The task: Please set down every row below word for word, in the order given.
** Begin Dataset extract **
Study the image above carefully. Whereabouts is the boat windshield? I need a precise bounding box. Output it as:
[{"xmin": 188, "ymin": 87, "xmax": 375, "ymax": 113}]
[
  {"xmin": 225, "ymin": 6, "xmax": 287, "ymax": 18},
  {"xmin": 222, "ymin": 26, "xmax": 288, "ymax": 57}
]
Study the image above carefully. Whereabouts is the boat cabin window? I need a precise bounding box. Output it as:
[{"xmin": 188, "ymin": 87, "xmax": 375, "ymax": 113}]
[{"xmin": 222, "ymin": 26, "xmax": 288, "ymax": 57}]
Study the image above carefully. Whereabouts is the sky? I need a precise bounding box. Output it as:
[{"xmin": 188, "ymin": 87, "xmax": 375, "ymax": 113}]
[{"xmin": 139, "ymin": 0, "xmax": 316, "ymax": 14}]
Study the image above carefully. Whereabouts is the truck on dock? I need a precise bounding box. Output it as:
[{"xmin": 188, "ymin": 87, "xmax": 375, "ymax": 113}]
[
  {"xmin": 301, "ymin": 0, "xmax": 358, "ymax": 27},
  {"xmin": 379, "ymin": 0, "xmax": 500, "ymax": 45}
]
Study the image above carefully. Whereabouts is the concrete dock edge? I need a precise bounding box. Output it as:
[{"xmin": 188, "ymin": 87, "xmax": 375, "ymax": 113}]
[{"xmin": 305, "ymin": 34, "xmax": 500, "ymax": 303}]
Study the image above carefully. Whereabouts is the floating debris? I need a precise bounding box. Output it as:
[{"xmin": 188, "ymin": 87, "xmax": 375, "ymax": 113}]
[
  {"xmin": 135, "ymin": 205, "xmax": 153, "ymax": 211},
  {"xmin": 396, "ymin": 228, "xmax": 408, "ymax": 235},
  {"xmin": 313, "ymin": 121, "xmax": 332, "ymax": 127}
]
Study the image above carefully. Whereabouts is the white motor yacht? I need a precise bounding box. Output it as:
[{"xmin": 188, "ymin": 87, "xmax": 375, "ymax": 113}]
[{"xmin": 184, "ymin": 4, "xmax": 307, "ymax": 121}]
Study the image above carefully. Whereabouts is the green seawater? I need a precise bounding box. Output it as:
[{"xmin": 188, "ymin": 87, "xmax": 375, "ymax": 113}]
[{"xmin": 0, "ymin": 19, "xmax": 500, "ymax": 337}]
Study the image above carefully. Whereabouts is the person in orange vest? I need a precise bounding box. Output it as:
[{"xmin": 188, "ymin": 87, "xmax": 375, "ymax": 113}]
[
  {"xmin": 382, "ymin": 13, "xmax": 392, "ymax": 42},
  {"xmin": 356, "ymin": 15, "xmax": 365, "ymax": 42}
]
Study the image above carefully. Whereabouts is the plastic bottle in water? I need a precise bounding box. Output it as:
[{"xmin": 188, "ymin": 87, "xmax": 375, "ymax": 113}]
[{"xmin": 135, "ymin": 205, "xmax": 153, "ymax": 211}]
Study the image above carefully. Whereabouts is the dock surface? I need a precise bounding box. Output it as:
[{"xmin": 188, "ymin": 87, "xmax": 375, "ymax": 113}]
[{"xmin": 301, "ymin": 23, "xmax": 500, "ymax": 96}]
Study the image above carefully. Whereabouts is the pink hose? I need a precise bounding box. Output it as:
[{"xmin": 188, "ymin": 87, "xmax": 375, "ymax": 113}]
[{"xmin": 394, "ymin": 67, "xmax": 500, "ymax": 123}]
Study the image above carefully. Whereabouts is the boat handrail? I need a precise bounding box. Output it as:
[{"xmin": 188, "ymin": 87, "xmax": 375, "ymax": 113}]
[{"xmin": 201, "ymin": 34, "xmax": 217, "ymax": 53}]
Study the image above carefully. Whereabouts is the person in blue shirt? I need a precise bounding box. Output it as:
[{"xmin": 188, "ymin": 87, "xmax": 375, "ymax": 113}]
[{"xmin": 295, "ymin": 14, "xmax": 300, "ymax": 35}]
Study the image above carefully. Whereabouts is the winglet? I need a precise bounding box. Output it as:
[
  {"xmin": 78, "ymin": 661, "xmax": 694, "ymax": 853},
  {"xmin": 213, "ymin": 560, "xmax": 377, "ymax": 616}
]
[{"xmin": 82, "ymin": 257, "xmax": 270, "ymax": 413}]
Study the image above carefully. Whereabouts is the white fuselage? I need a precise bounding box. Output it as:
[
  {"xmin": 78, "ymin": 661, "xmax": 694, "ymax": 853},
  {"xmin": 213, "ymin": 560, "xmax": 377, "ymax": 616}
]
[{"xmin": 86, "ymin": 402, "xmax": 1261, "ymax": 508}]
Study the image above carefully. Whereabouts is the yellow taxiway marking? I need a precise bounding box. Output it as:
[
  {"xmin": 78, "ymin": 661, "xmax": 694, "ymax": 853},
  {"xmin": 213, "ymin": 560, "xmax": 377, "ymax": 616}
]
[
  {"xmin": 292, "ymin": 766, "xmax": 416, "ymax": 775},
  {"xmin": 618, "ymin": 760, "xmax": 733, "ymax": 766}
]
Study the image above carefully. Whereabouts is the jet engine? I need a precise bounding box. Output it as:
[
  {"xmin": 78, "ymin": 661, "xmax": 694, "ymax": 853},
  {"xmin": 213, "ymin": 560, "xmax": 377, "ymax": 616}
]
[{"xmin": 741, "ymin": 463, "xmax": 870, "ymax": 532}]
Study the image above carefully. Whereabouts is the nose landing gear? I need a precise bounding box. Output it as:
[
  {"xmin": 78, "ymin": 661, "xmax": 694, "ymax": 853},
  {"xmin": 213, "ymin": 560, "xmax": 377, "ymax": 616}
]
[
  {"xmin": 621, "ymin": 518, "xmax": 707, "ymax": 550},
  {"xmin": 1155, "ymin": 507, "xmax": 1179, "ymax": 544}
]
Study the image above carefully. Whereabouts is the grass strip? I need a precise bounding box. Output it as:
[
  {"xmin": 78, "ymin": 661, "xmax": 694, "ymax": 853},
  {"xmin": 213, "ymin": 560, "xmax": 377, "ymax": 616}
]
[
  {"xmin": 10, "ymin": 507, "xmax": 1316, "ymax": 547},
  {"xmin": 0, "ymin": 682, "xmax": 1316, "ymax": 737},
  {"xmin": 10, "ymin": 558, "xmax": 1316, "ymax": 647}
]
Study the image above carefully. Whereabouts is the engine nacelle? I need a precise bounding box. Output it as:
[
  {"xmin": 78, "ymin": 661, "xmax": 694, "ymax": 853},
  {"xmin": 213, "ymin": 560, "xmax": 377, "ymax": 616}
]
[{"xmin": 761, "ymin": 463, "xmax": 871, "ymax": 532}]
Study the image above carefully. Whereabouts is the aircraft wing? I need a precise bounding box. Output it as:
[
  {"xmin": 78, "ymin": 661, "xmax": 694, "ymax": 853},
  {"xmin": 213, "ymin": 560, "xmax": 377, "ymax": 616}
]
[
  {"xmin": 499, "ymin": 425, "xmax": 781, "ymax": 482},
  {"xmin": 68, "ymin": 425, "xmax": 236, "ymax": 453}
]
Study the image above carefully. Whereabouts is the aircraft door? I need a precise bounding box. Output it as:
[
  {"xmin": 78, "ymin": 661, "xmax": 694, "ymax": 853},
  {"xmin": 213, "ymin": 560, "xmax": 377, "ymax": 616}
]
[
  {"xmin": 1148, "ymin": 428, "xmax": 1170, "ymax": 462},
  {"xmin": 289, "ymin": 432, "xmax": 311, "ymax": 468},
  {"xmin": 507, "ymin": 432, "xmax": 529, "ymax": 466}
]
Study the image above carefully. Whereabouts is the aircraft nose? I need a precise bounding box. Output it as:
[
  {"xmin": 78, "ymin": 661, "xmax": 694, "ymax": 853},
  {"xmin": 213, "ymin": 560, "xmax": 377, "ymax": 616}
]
** End Dataset extract **
Expected output:
Study the image above carefully. Whereabouts is the boat windshield? I need a precise bounding box. Output it as:
[{"xmin": 188, "ymin": 87, "xmax": 375, "ymax": 113}]
[
  {"xmin": 225, "ymin": 6, "xmax": 287, "ymax": 18},
  {"xmin": 222, "ymin": 26, "xmax": 288, "ymax": 57}
]
Study the image above carefully. Whereabouts is the boat cabin window? I need a precise bounding box. Output it as:
[{"xmin": 188, "ymin": 87, "xmax": 375, "ymax": 113}]
[{"xmin": 222, "ymin": 26, "xmax": 288, "ymax": 57}]
Study the image above carefully. Whereabouts is the sky? I need a precise bounding box. Output it as:
[{"xmin": 188, "ymin": 87, "xmax": 375, "ymax": 113}]
[{"xmin": 139, "ymin": 0, "xmax": 316, "ymax": 14}]
Study the image above carefully. Whereabouts is the truck on dock? I need a precise bounding box. Output it as:
[{"xmin": 188, "ymin": 87, "xmax": 375, "ymax": 113}]
[
  {"xmin": 301, "ymin": 0, "xmax": 358, "ymax": 27},
  {"xmin": 379, "ymin": 0, "xmax": 500, "ymax": 45}
]
Study the image above carefully. Whereabouts is the concrete dock edge? I need a precise bounding box. Output it as:
[{"xmin": 188, "ymin": 87, "xmax": 375, "ymax": 113}]
[{"xmin": 305, "ymin": 34, "xmax": 500, "ymax": 303}]
Study the image above carefully. Whereabouts is the floating debris? I need a precise bounding box. Output it as:
[{"xmin": 188, "ymin": 87, "xmax": 375, "ymax": 113}]
[
  {"xmin": 135, "ymin": 205, "xmax": 153, "ymax": 211},
  {"xmin": 396, "ymin": 228, "xmax": 408, "ymax": 235},
  {"xmin": 313, "ymin": 121, "xmax": 332, "ymax": 127}
]
Study the image above carefully. Whereabouts is the white motor yacht? I need a precise bounding box. Output it as:
[{"xmin": 188, "ymin": 87, "xmax": 375, "ymax": 113}]
[{"xmin": 184, "ymin": 4, "xmax": 307, "ymax": 121}]
Study the image above carefully. Whereabouts is the green seawater? I need a precise bounding box. Output it as:
[{"xmin": 188, "ymin": 87, "xmax": 375, "ymax": 113}]
[{"xmin": 0, "ymin": 19, "xmax": 500, "ymax": 337}]
Study the image above carefully. Whereabouts is the person in orange vest? I need a precise bounding box. Output it as:
[{"xmin": 188, "ymin": 87, "xmax": 375, "ymax": 113}]
[
  {"xmin": 382, "ymin": 13, "xmax": 392, "ymax": 42},
  {"xmin": 356, "ymin": 15, "xmax": 365, "ymax": 42}
]
Study the image above carefully. Whereabouts is the plastic bottle in water? I need a precise bounding box. Output it as:
[{"xmin": 188, "ymin": 87, "xmax": 375, "ymax": 113}]
[{"xmin": 135, "ymin": 205, "xmax": 153, "ymax": 211}]
Study the image above carefully. Whereabouts is the dock surface? I need a precise bounding box. Output it as:
[{"xmin": 188, "ymin": 87, "xmax": 375, "ymax": 113}]
[{"xmin": 301, "ymin": 23, "xmax": 500, "ymax": 96}]
Study the image above carefully. Whereabouts is the pink hose? I need a precise bounding box. Output it as:
[{"xmin": 188, "ymin": 87, "xmax": 375, "ymax": 113}]
[{"xmin": 394, "ymin": 67, "xmax": 500, "ymax": 123}]
Study the image above carefully. Whereabouts is the boat handrail? I need a precise bounding box. Output it as:
[{"xmin": 188, "ymin": 87, "xmax": 375, "ymax": 113}]
[{"xmin": 201, "ymin": 34, "xmax": 217, "ymax": 53}]
Study the image above carefully. Whereabouts is the person in blue shirt? I need a precise bounding box. Output it as:
[{"xmin": 188, "ymin": 87, "xmax": 375, "ymax": 113}]
[{"xmin": 295, "ymin": 14, "xmax": 300, "ymax": 35}]
Study the image above carefully. Whereabouts is the winglet? I need a precise bounding box. Output it as:
[
  {"xmin": 78, "ymin": 661, "xmax": 694, "ymax": 853},
  {"xmin": 213, "ymin": 560, "xmax": 377, "ymax": 616}
]
[{"xmin": 82, "ymin": 257, "xmax": 270, "ymax": 413}]
Study the image above carefully. Whereabouts is the white fuselage? I need a precise bounding box. Output it as:
[
  {"xmin": 78, "ymin": 661, "xmax": 694, "ymax": 853},
  {"xmin": 213, "ymin": 560, "xmax": 377, "ymax": 616}
]
[{"xmin": 86, "ymin": 402, "xmax": 1261, "ymax": 508}]
Study the image above carefully. Whereabouts is the yellow taxiway marking? I need a precise bounding box. Output it as:
[
  {"xmin": 78, "ymin": 661, "xmax": 694, "ymax": 853},
  {"xmin": 213, "ymin": 560, "xmax": 377, "ymax": 616}
]
[
  {"xmin": 292, "ymin": 766, "xmax": 416, "ymax": 775},
  {"xmin": 618, "ymin": 760, "xmax": 733, "ymax": 766}
]
Study the image above carefully. Whereabouts is the jet engine? I need a precise bounding box. Output it as:
[
  {"xmin": 78, "ymin": 661, "xmax": 694, "ymax": 853},
  {"xmin": 213, "ymin": 560, "xmax": 377, "ymax": 616}
]
[{"xmin": 741, "ymin": 463, "xmax": 870, "ymax": 532}]
Study the image above carefully. Whereabouts is the nose landing gear? I need a precise bounding box. Output it as:
[
  {"xmin": 78, "ymin": 661, "xmax": 694, "ymax": 853},
  {"xmin": 213, "ymin": 560, "xmax": 377, "ymax": 616}
]
[
  {"xmin": 621, "ymin": 518, "xmax": 707, "ymax": 550},
  {"xmin": 1155, "ymin": 507, "xmax": 1179, "ymax": 544}
]
Study the image above carefully. Whereabouts is the grass strip? I need a precise bounding box. Output it as:
[
  {"xmin": 78, "ymin": 661, "xmax": 694, "ymax": 853},
  {"xmin": 213, "ymin": 560, "xmax": 377, "ymax": 616}
]
[
  {"xmin": 10, "ymin": 507, "xmax": 1316, "ymax": 547},
  {"xmin": 0, "ymin": 682, "xmax": 1316, "ymax": 737},
  {"xmin": 10, "ymin": 558, "xmax": 1316, "ymax": 647}
]
Study the image above carefully. Whereabouts is the engine nacelle? I need a precise bounding box. Output it as:
[
  {"xmin": 78, "ymin": 661, "xmax": 694, "ymax": 853},
  {"xmin": 213, "ymin": 560, "xmax": 377, "ymax": 616}
]
[{"xmin": 761, "ymin": 463, "xmax": 871, "ymax": 532}]
Study the image above carefully. Whereabouts is the aircraft wing? I need a precise bounding box. Output it as:
[
  {"xmin": 78, "ymin": 661, "xmax": 694, "ymax": 853},
  {"xmin": 213, "ymin": 560, "xmax": 377, "ymax": 616}
]
[
  {"xmin": 499, "ymin": 425, "xmax": 781, "ymax": 482},
  {"xmin": 68, "ymin": 425, "xmax": 236, "ymax": 453}
]
Study the image above carefully. Whereabouts is the aircraft door? I need a precise bounding box. Output it as:
[
  {"xmin": 78, "ymin": 661, "xmax": 694, "ymax": 853},
  {"xmin": 213, "ymin": 560, "xmax": 377, "ymax": 616}
]
[
  {"xmin": 1148, "ymin": 428, "xmax": 1170, "ymax": 462},
  {"xmin": 289, "ymin": 432, "xmax": 311, "ymax": 468},
  {"xmin": 507, "ymin": 432, "xmax": 529, "ymax": 466}
]
Study the image above carefully. Whereabouts is the aircraft nose? I need a precise bounding box. Output it as:
[
  {"xmin": 78, "ymin": 661, "xmax": 694, "ymax": 853},
  {"xmin": 213, "ymin": 560, "xmax": 377, "ymax": 616}
]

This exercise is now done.